Armed with my brochures and map, I hit the streets of Miri to find a guesthouse. Mind you, I was also carrying my big pack, backpack and an umbrella because of the rain, so kind of stood out. On my way out of the Info Centre I managed to drop my umbrella case (cue slow mo bend to the ground with full pack and quick hoist once object retrieved) and then my map (repeat slow mo bend and hoist) before I even got to the street. When I did get to the street I had to cross the road to get to a footpath, and then when I got to the first intersection about a block down, I realised I had gone the wrong direction. About turn, and back to the info centre for take two. This time I went the correct direction. It was so hot and humid because of the rain, even though it was only 10am in the morning, and I could feel the beads of sweat starting to drip down my face. By the time I made it to the guesthouse I’d looked up, I was saturated head to toe from hauling all my gear across town. It took me a good half hour I reckon (including my wayward initial expedition) and the info centre guy had told me 10-15 minutes. Clearly that was if you knew where you were going, didn’t have a lot to carry, were a confident kamikaze road-crosser and didn’t get disconcerted by the sudden disappearance of footpaths and finding yourself walking the line on busy urban roads.

Anyway, I must have looked such a mess, the moment I got up the stairs to reception thinking ‘dear god, please let them have a bed for me!’ and gasped out something along those lines to the man behind the counter, he said ‘Don’t worry, we can do this later! Come with me…’, grabbed me a towel, took me straight to a free dorm and pointed out the shower! Once I was freshened up I went back down to thank Willie and sort out the cash. He was incredibly helpful, and is from Mulu so recommended me a place to stay and gave me the number to book it, and also told me I can sort out bookings at Park HQ when I arrive and find a group. Great!

I spent the day wandering around Miri (much easier now that I was oriented) but there was not a great deal to see. Miri seems to be more of a gateway town to several surrounding national parks, beaches and dive spots. The star attraction is an old oil rig called ‘The Grand Old Lady’ where oil was first struck in Miri, and now they have built up a petroleum museum around it. As fascinating as that sounded, it was a little way out of town and only accessible by cab, so I didn’t go out there. I decided to walk out to see the ‘Miri City Fan’. I have no idea why it is called that, I was semi-expecting a giant statue of a fan of some description but alas, from what I could gather it is just a big park which houses the library and a public swimming pool (closed on Mondays, damn). Quite picturesque though I must say.

- DATA LISTING -
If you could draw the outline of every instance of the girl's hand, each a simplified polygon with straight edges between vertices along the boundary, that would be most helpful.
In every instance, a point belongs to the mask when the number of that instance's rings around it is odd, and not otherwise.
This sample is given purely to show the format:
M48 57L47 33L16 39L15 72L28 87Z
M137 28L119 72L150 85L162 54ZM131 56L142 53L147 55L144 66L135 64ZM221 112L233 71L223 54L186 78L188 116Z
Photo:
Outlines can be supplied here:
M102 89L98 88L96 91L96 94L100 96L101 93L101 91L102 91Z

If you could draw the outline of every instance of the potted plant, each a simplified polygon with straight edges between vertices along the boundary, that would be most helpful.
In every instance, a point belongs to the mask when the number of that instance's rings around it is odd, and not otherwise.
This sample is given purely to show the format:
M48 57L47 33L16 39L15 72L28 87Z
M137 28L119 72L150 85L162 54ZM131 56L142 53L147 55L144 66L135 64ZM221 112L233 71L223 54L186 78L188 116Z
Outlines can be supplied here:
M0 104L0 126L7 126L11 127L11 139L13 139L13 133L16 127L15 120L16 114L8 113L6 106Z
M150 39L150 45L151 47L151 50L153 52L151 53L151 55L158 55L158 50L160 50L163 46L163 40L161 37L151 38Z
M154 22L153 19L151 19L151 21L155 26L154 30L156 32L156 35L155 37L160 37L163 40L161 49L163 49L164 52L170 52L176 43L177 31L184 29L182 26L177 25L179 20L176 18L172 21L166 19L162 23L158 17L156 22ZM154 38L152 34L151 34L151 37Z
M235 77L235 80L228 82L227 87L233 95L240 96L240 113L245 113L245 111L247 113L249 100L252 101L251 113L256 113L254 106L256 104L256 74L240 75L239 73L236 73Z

- TASK TO CARRY OUT -
According to the account of arriving in Miri, how long did the man at the info centre say the walk to the guesthouse would take? The data that accompanies this account of arriving in Miri is not required for what follows.

- PROBLEM SOLUTION -
He said it would take 10-15 minutes.